Passage provided Block Start

He contacted me a couple days later, claiming he had taken the money out of his bank account and had every intention of meeting me when a former inmate who’d overheard us talking in the prison had robbed him. I reluctantly accepted his apology and we subsequently saw each other on several occasions. I gave him more money over that time despite harbouring serious doubts about his motivation. He disappeared after about two weeks, but I always felt that we actually were in love and he only took my money because that was how he had always survived in the past - it wasn’t personal.
A few years later Donald called me completely out of the blue. He explained that he was living on his own in the bush making an honest dollar as a lumberjack, and had not gone back to his old ways. He apologized for the way he had treated me, and said that while he truly loved me, he simply couldn’t see a way to make it in my straight world. He needed to be alone and redefine himself as an honest man, not a criminal. Donald signed off, expressing gratitude for the kindness and financial help I had given him while wishing me the best. I assumed what he said was true since he had nothing to gain from calling me, and I felt heartened by his words. My faith in human beings was restored. I wish Nana had received similar closure.
So Nana and I were both widowed young with two children, and had been taken advantage of by opportunistic men. I am a huge patron of the arts and have done a great deal of travelling, just like my grandmother. She, however, did eventually have a long-term boyfriend which has so far not been the case for me. His name was Barney McKinley and he was a reporter for the Toronto Sun, a muck-raking publication known for printing every scandalous bit of news they can get their hands on. My father called the Sun “a rag” and did not respect Mr. McKinley at all. The two of them never got along and one time they argued so heatedly that Mr. McKinley stormed out of our house. I’m not sure what the fight was about, but I’m pretty sure Dad won.
At some point in her 70s Nana slipped and fell on some icy subway steps. She broke her ankle in several places, requiring surgery and the implantation of a pin. My brother Michael and I came to her apartment during her recovery to serenade her. Michael plays guitar and I recorder, and Nana always enjoyed our Vivaldi and Bach duets. Nana needed a cane for some time after her cast was removed, and one day when she was still at this stage Mr. McKinley came over to watch some golf. At some point she hobbled into the bathroom, and as she limped her way back into the living room Mr. McKinley said, “Why don’t you make me a sandwich while you’re up?” Well, something must have snapped in Nana when she heard this because she replied,
“Why don’t you make your own damn sandwich? And while you’re at it, make it in your own kitchen and don’t come back!”
I always felt this was probably a “last straw” scenario, although Nana didn’t go into details when she told me this story. She was always very discreet. At one point years later my daughter was considering opening up a sandwich shop. She loved this story so much that she wanted to call it “Make your Own Damn Sandwich” as an homage to her independent great-grandmother.
Nana never dated another man after turfing Mr. McKinley, but continued to find joy in the arts, travel, her family, and her many friends. I too expect to remain single the rest of my life but find fulfillment in all the same ways my grandmother did. Do I miss my Nana? Naturally. Or, to quote the lady herself, “Well, natch”, but I am grateful to have had her strong, trail-blazing example to follow.

Passage provided Block End
Given entries Block Start

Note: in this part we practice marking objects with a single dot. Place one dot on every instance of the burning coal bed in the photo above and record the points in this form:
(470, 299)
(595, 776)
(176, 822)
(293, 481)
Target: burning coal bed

Given entries Block End

Condense the paragraph of the memoir excerpt that begins "A few years later Donald called me" into a shorter version that keeps its main facts.

Years later, Donald called unexpectedly. He said he was living alone in the bush, working honestly as a lumberjack, and had not returned to his old ways. He apologized for how he had treated me. He said that although he truly loved me, he couldn't make it in my straight world and needed to remake himself as an honest man. He thanked me for my kindness and financial help and wished me well. Since he had nothing to gain by calling, I believed him, and my faith in people was restored. I wish Nana had received similar closure.